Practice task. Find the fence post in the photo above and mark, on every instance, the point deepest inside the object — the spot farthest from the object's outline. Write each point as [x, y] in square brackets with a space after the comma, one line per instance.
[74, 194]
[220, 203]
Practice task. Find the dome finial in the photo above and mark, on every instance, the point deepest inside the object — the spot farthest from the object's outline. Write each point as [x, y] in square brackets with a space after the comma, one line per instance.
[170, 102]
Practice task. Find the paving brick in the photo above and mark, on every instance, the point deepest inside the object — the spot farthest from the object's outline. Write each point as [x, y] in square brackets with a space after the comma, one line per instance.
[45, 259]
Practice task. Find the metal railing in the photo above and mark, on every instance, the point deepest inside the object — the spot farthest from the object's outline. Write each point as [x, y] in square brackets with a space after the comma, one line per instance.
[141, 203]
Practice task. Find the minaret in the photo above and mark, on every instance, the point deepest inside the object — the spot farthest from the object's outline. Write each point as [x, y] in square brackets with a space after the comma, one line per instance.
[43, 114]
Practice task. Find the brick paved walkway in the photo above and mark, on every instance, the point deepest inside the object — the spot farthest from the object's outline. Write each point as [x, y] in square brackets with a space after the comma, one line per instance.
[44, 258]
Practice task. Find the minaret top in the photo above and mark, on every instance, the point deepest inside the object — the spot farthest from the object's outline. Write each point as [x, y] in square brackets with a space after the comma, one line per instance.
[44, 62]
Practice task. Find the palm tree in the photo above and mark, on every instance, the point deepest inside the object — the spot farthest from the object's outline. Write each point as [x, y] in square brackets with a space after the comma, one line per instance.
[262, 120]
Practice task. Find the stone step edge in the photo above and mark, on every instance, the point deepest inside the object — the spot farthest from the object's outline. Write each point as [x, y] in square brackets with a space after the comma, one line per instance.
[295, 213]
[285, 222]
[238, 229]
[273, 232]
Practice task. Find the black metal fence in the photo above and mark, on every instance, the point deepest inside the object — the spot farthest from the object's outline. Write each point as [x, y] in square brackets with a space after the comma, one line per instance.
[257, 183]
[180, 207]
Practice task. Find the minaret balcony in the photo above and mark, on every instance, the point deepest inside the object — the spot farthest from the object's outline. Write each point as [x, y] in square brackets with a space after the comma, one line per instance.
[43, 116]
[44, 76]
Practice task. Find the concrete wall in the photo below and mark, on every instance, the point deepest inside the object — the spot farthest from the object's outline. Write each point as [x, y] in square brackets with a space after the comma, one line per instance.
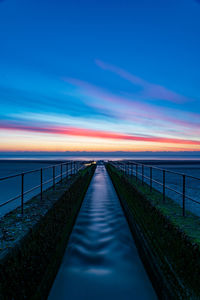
[33, 246]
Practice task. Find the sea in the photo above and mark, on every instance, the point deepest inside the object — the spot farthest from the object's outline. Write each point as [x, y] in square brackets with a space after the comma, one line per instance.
[11, 188]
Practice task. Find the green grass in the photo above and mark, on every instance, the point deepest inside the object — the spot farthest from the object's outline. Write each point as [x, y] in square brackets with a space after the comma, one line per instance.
[172, 238]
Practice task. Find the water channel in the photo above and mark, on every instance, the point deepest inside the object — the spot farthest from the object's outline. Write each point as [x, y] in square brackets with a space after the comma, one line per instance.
[101, 260]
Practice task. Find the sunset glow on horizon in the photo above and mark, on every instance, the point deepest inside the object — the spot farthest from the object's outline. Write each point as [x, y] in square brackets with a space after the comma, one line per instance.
[113, 77]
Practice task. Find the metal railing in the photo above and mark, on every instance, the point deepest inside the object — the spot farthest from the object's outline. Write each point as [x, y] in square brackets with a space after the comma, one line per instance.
[64, 170]
[138, 170]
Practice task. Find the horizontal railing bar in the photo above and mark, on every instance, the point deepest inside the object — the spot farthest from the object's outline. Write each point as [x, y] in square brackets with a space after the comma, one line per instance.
[10, 200]
[153, 180]
[32, 171]
[32, 189]
[157, 168]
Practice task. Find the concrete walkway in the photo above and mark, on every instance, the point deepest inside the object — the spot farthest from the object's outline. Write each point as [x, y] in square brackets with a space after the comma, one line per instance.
[101, 260]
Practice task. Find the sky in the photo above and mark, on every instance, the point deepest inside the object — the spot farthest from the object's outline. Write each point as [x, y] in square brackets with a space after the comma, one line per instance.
[99, 75]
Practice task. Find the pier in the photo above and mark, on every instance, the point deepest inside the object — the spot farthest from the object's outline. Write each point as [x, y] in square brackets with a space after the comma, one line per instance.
[101, 260]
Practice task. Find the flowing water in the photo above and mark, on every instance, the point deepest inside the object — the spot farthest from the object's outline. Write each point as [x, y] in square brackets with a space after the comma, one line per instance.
[101, 260]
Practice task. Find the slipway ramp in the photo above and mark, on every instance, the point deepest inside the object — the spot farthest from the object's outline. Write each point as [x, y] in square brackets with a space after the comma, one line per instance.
[101, 260]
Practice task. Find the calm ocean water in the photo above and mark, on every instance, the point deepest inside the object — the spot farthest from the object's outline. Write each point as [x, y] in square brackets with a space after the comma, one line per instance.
[12, 187]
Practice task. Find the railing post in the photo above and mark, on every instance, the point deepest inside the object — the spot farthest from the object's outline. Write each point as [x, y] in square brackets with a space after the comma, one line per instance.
[163, 185]
[54, 177]
[67, 170]
[41, 183]
[183, 195]
[151, 179]
[142, 174]
[22, 194]
[136, 166]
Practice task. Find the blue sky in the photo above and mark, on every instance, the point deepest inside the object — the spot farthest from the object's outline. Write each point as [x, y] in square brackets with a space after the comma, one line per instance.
[90, 75]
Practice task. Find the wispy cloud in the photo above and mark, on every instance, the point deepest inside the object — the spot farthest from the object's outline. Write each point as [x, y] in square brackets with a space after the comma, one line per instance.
[135, 111]
[82, 132]
[150, 90]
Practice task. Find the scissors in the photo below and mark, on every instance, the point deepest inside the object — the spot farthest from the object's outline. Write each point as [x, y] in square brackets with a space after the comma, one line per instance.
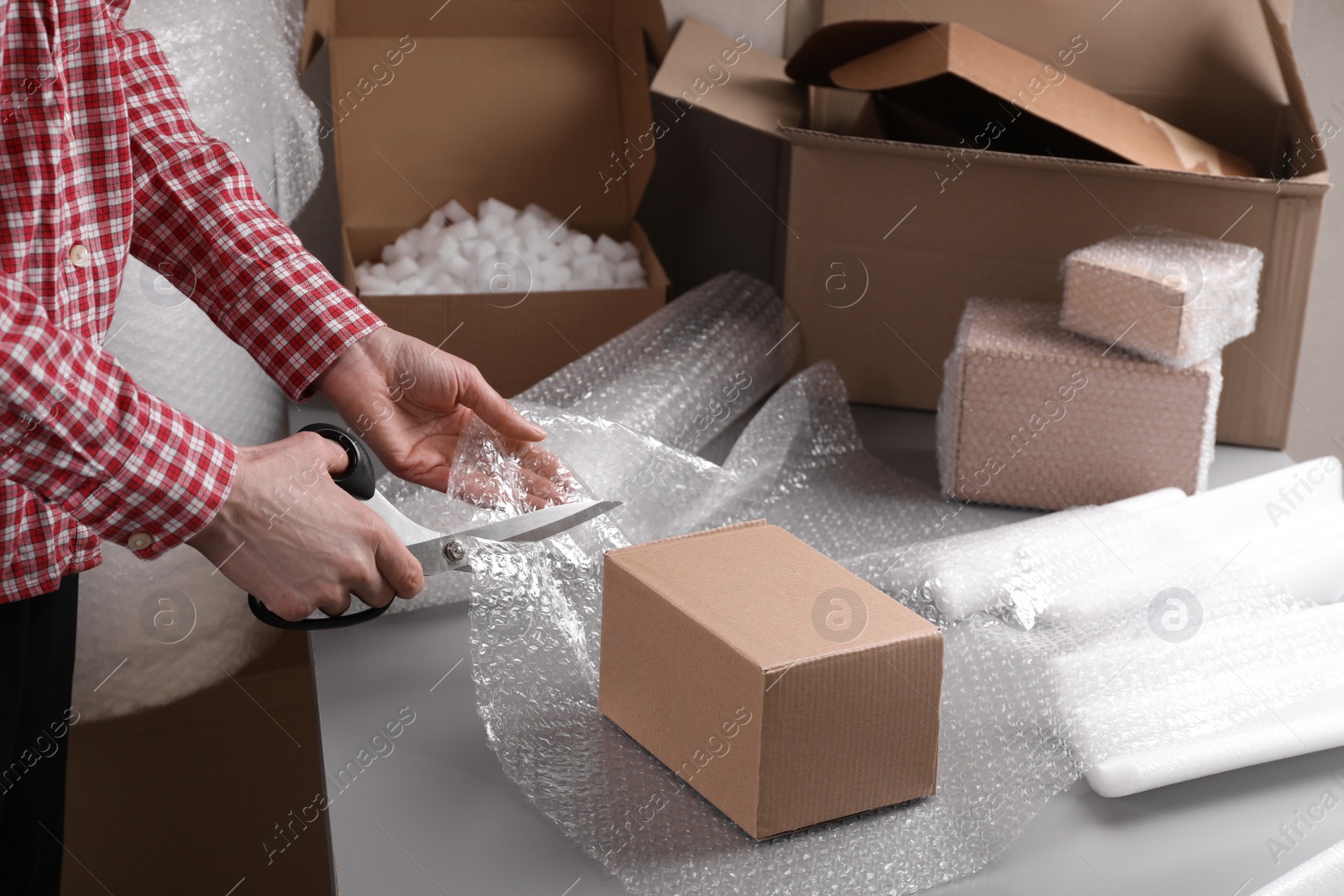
[437, 553]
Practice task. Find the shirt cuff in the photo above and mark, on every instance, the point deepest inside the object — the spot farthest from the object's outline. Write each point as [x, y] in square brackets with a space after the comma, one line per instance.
[329, 322]
[167, 490]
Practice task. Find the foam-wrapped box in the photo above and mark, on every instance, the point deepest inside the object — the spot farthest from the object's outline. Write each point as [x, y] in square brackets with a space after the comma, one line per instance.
[780, 685]
[1034, 416]
[1171, 297]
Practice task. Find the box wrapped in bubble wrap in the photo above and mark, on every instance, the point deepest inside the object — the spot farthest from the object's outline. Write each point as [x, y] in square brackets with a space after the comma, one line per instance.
[1008, 741]
[1171, 297]
[1034, 416]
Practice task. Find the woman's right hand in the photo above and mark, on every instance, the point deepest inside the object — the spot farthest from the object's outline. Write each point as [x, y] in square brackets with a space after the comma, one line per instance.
[296, 540]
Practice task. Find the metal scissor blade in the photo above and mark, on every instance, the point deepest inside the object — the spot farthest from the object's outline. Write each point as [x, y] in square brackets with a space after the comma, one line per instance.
[526, 527]
[541, 524]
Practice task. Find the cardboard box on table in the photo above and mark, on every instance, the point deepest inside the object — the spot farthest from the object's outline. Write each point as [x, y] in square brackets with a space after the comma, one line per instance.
[780, 685]
[878, 244]
[544, 102]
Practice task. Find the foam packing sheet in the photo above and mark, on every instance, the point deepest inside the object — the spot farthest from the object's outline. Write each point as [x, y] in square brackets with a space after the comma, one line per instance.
[1323, 875]
[1008, 741]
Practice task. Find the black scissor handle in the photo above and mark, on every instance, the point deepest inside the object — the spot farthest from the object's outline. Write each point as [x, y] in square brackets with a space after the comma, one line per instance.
[358, 479]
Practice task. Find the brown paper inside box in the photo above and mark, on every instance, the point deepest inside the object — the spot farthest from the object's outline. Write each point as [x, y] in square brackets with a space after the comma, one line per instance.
[780, 685]
[539, 102]
[877, 244]
[1037, 417]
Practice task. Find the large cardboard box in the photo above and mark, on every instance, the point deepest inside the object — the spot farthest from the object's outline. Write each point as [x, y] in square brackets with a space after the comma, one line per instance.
[877, 244]
[780, 685]
[544, 101]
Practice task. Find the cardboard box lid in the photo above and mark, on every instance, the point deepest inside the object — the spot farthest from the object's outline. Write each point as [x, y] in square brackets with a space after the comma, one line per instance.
[999, 70]
[1124, 63]
[523, 101]
[761, 94]
[770, 575]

• • • • • • •

> _EXERCISE_: Exactly and only the lines from the line containing "Practice task. Find the large" through the last line of the entries should be copied, both ends included.

> _THE RESPONSE_:
Practice task. Find the large cardboard box in the photo above and mark, on every instance, the point deepest inside the object — the spot farthest from the object's outline. Write each point as [x, y] in square brackets with a space after the comma, one line per instance.
[877, 244]
[780, 685]
[544, 101]
Practice task. Find the cardboard box lid in the photo above and mark, on every instance, the point deepest inside the object — the spot farthest from the object's outline. Write each point as [x, y] in square brackets with a space after the comma, one line per instance.
[999, 70]
[1124, 63]
[523, 101]
[761, 94]
[770, 575]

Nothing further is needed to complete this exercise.